◆ Provided passage ◆
--- START ---

Calming kids fears of the dentist to keep them coming back as adults
RUTLAND, Vt. (WCAX) - Some people dread going to the dentist, but if your experiences are positive as a kid, you might not mind as an adult. Here’s how some dentists say they work to create a positive environment for kids.
Dr. Safaa Ahmed moved here from Texas after falling in love with Vermont, filling a gap after the previous pediatric dentist in Rutland retired as offices were reopening from the pandemic. It left about 5,000 without a dentist.
“I know there is a need here for a pediatric dentist and I just felt that was my calling,” Ahmed said.
Ahmed says it’s not just about oral health but creating a positive environment.
“You don’t want them to have a traumatic experience that will prevent them from coming back as adults and we see that all the time,” Ahmed said.
Dr. Rachel Rivard sees patients of all ages at Community Health Dental in the same building. She says not all kids specifically need a pediatric dentist but it can help some with disabilities, a high level of tooth decay or anxiety.
“One of the keys in pediatric dentistry is distractions from what’s going on. So keeping them occupied with something else is essential,” Rivard said.
One distraction is sunglasses for kids. Another is leaning back and watching the TV that’s right up above them. Hygienists say some kids don’t want to leave because they are so invested in what they are watching.
“I’m doing fillings and I’m doing sealants, everything and they are mesmerized by the TV,” Ahmed said.
Adelyna James, 6, approves of the method.
“I get to lay down and then look up and the TV is just like playing stuff,” Adelyna said with a giggle.
Her mom, Katie, says it’s wonderful having a pediatric dentist in the area again after having a bad experience with another dentist.
“I was worried about her coming into a new dentist and it was just so warm, welcoming and perfect,” Katie James said.
Another patient is 6-year-old William Handfield, who actually likes flossing and says other kids should go to the dentist, too.
“So their teeth don’t rot out of their head,” William explained.
His mom, Ryan, appreciates the care provided.
“It’s a good, healthy atmosphere for all and less stress for parents and the child,” Ryan Handfield said.
The American Dental Association recommends going to a dentist within six months of the first tooth or by the age of 1.

--- END ---

◆ Exercise data ◆
--- START ---

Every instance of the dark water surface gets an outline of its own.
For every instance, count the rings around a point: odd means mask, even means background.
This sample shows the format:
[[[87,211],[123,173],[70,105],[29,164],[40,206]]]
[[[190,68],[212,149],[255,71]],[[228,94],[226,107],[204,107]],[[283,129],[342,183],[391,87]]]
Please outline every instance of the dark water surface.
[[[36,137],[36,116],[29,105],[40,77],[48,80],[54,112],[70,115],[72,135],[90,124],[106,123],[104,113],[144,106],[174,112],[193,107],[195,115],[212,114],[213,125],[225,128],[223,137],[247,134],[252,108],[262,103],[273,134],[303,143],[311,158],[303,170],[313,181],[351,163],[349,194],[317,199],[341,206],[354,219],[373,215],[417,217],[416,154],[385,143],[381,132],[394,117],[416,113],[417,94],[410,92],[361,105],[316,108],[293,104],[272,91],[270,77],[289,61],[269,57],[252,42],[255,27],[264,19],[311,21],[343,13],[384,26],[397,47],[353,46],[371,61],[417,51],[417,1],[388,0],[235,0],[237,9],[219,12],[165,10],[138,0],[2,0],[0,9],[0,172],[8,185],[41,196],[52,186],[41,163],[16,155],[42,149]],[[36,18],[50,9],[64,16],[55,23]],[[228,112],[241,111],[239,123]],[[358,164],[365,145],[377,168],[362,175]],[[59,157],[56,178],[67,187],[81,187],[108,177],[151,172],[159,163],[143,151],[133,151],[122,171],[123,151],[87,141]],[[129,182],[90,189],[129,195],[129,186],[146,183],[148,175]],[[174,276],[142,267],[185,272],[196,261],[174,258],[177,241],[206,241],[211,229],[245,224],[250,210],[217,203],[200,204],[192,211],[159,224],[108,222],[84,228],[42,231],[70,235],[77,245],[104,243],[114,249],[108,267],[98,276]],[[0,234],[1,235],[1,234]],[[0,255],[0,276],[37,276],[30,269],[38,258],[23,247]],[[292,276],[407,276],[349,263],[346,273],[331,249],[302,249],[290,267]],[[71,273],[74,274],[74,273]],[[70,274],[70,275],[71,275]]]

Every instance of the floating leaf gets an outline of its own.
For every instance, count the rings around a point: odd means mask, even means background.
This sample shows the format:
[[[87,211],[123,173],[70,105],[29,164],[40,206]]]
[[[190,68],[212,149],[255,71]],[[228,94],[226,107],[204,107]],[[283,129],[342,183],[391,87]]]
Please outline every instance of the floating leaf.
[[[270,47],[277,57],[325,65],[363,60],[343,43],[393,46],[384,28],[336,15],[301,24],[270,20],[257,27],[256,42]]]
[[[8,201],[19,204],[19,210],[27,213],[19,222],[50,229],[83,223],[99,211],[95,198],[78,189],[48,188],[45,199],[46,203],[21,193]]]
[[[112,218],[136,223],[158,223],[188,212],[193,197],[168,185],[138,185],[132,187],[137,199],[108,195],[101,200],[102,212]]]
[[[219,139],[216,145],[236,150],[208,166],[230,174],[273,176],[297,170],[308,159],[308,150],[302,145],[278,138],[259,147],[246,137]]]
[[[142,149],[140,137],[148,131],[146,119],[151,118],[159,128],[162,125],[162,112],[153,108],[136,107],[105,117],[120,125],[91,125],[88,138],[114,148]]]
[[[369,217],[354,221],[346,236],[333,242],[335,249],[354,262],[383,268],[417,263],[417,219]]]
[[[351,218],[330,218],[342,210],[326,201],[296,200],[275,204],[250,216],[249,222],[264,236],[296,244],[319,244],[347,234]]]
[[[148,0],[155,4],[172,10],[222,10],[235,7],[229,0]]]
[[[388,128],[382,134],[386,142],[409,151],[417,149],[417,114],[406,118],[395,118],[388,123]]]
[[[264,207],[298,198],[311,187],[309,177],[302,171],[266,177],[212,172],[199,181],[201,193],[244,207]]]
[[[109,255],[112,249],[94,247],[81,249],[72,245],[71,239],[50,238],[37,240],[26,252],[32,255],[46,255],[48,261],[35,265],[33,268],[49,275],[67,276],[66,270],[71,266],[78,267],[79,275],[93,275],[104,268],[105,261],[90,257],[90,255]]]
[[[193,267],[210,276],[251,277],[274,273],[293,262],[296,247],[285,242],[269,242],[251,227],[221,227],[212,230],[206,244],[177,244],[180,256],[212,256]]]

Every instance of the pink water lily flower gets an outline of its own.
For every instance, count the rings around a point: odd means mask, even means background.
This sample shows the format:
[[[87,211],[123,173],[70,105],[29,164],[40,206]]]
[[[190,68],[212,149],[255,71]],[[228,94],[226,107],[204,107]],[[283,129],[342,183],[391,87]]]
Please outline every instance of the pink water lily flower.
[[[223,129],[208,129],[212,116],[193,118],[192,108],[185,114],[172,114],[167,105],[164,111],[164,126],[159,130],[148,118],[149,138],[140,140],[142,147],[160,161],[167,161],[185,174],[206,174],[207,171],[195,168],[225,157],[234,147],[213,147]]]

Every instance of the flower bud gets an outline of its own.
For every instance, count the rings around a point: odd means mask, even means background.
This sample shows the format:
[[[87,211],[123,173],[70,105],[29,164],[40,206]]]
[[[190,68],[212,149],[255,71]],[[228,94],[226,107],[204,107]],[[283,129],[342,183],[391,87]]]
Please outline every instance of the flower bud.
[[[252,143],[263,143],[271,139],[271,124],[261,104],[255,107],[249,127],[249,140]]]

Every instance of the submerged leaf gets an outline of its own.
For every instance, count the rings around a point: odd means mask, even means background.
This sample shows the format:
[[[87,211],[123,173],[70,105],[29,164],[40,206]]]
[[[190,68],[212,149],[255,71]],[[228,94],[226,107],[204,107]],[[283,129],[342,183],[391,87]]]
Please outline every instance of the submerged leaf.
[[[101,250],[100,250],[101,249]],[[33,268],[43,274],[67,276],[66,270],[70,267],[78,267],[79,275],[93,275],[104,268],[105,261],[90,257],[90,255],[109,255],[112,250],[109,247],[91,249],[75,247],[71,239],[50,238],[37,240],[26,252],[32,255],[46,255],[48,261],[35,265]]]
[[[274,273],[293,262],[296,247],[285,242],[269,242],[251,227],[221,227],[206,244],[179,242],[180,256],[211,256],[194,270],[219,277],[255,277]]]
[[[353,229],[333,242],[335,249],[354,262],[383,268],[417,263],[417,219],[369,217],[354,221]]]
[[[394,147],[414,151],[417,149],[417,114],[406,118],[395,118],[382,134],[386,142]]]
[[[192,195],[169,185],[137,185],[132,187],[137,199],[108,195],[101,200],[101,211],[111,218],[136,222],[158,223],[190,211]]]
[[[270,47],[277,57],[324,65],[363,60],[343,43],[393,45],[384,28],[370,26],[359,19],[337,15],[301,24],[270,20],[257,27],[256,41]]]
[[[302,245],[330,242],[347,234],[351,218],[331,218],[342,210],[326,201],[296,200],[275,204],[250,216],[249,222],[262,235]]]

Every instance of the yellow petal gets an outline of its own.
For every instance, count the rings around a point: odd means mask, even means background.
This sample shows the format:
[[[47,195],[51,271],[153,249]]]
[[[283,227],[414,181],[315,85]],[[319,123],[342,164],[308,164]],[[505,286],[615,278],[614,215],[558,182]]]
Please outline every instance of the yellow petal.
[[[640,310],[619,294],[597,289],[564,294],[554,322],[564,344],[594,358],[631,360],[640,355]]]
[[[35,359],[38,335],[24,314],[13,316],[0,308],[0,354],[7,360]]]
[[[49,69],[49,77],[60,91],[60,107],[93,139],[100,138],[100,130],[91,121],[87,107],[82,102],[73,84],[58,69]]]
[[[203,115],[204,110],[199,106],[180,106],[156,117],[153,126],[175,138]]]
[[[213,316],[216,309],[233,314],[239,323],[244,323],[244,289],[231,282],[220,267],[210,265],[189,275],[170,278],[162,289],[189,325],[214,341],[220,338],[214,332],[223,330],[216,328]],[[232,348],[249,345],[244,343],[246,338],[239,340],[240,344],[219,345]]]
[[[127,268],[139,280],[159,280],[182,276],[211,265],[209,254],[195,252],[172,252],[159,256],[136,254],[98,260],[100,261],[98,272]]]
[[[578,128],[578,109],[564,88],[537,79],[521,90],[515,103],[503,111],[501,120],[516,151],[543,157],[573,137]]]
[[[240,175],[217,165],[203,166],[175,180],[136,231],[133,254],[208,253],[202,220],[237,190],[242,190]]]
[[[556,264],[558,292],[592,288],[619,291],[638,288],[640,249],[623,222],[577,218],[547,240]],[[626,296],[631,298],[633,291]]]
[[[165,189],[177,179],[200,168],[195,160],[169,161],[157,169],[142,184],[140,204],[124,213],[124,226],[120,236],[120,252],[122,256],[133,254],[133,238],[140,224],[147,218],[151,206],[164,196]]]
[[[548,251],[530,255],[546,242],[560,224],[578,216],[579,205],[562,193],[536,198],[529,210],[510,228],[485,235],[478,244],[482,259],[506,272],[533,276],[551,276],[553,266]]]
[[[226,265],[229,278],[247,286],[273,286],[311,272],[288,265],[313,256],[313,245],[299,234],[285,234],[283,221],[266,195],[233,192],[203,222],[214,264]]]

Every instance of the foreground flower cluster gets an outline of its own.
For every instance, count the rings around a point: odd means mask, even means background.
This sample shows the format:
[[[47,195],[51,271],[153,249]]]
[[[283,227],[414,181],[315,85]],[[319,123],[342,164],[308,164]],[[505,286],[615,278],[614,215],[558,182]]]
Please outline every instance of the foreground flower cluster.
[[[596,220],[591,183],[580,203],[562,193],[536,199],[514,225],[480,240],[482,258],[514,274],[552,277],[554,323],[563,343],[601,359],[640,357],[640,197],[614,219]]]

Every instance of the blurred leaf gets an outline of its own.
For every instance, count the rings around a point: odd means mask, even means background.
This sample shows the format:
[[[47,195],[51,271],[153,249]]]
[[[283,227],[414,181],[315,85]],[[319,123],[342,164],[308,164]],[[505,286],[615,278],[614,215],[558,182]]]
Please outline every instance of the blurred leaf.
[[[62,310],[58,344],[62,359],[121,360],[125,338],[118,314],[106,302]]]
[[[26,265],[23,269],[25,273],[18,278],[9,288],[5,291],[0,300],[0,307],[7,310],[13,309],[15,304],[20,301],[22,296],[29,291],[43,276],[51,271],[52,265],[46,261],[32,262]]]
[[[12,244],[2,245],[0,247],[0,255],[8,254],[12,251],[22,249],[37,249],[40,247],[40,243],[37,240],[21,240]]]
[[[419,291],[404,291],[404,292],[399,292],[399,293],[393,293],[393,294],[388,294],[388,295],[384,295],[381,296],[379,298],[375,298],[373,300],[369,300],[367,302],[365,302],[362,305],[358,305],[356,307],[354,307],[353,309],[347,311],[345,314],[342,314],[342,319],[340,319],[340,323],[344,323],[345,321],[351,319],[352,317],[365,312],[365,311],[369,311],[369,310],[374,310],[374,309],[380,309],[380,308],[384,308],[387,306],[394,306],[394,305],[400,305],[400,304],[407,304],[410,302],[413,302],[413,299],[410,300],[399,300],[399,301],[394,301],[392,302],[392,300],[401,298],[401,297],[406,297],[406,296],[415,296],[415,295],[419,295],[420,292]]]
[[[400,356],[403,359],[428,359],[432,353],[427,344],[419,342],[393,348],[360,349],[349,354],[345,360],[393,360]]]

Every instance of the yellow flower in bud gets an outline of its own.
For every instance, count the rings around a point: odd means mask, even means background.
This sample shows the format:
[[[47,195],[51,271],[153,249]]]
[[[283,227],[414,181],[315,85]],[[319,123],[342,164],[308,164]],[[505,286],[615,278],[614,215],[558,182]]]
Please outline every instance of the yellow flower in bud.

--- END ---
--- START ---

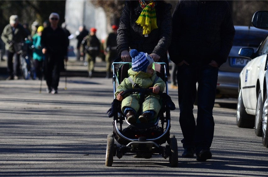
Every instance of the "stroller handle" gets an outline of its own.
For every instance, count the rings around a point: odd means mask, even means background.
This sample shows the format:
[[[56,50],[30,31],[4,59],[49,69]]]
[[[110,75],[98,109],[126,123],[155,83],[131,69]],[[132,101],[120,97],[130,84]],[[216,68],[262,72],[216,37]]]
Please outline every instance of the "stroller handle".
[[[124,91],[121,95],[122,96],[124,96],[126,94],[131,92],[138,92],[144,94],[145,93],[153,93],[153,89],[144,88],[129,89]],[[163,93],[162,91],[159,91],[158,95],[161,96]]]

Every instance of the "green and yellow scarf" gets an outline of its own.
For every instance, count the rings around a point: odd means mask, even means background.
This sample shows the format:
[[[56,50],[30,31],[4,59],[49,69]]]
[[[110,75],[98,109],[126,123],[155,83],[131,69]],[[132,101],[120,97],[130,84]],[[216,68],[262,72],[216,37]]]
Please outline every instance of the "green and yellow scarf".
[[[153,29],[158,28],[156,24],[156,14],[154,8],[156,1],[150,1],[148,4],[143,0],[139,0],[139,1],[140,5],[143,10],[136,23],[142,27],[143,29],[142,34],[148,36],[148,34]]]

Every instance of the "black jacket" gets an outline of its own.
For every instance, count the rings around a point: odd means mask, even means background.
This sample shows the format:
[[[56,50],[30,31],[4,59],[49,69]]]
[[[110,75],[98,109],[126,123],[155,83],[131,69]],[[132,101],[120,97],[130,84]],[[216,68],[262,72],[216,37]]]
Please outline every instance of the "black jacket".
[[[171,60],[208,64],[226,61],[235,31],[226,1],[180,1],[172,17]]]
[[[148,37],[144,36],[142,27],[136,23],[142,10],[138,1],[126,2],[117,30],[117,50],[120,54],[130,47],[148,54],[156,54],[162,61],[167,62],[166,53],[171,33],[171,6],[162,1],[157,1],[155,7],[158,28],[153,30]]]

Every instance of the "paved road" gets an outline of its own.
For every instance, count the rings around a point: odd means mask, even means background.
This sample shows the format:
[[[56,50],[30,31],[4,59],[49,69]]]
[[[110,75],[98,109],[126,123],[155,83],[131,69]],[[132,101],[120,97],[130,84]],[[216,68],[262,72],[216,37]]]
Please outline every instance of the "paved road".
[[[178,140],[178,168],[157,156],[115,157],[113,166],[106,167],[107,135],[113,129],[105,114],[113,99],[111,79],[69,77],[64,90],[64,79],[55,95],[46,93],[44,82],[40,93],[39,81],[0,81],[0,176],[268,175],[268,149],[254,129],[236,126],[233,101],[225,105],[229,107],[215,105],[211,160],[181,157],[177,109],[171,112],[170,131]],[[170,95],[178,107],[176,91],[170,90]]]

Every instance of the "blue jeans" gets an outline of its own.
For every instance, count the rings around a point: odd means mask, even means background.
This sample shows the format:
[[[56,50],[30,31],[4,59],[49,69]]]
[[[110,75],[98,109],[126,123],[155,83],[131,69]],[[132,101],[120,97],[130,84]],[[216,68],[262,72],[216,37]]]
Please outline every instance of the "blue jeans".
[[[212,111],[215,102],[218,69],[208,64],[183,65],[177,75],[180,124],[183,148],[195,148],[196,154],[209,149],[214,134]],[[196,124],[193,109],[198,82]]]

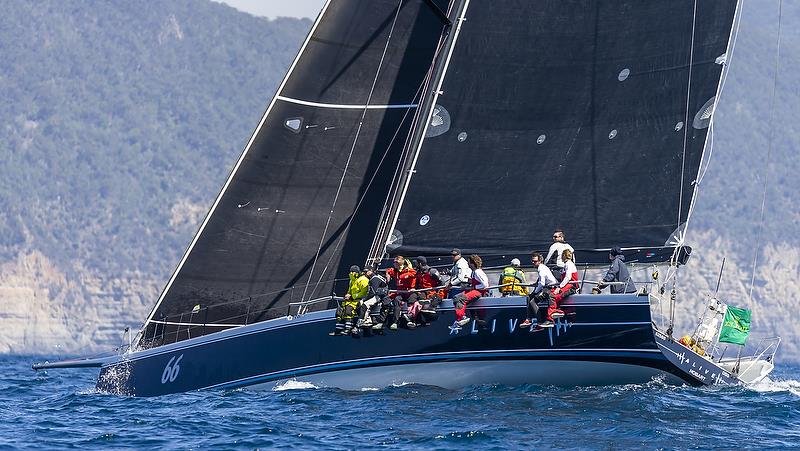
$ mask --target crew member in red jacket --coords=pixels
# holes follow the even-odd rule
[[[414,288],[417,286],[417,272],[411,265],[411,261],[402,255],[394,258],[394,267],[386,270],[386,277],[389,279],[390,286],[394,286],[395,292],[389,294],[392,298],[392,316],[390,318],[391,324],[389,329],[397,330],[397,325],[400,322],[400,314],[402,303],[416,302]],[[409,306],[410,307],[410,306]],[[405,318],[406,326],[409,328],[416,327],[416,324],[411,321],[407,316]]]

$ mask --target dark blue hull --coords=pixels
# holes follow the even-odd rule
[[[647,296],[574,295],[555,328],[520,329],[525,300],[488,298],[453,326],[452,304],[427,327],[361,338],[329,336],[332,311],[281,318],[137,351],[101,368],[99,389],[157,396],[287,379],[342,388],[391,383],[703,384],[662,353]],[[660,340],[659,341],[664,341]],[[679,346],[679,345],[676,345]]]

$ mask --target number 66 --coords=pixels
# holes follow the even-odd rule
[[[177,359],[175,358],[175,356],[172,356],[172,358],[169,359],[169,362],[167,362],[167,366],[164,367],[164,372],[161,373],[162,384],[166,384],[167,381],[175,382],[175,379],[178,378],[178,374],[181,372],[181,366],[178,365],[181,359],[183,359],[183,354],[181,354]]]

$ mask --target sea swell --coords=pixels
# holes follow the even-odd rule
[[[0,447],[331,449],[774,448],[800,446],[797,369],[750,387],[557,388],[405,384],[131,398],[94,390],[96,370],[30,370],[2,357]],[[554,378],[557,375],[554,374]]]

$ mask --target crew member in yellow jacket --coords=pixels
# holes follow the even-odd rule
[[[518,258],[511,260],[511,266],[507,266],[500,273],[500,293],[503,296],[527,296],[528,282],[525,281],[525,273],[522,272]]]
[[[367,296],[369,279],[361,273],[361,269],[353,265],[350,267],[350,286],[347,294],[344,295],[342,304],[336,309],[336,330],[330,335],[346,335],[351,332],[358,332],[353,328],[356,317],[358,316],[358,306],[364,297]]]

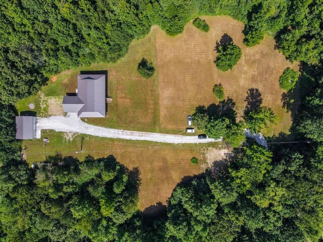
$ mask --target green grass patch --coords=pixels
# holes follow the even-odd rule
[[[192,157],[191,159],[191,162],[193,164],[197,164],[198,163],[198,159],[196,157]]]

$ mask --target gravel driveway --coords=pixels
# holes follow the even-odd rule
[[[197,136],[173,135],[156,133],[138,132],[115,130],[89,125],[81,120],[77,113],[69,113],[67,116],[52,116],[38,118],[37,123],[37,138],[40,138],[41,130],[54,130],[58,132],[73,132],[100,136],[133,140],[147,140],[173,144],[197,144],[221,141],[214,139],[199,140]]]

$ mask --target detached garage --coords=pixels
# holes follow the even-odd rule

--- END ---

◆ Exercise requirements ◆
In the article about calming kids' fears of the dentist, revise the part starting with "Another patient is" and going on through "the care provided.", replacing "flossing" with "brushing".

◆ Solution below ◆
Another patient is 6-year-old William Handfield, who actually likes brushing and says other kids should go to the dentist, too.
“So their teeth don’t rot out of their head,” William explained.
His mom, Ryan, appreciates the care provided.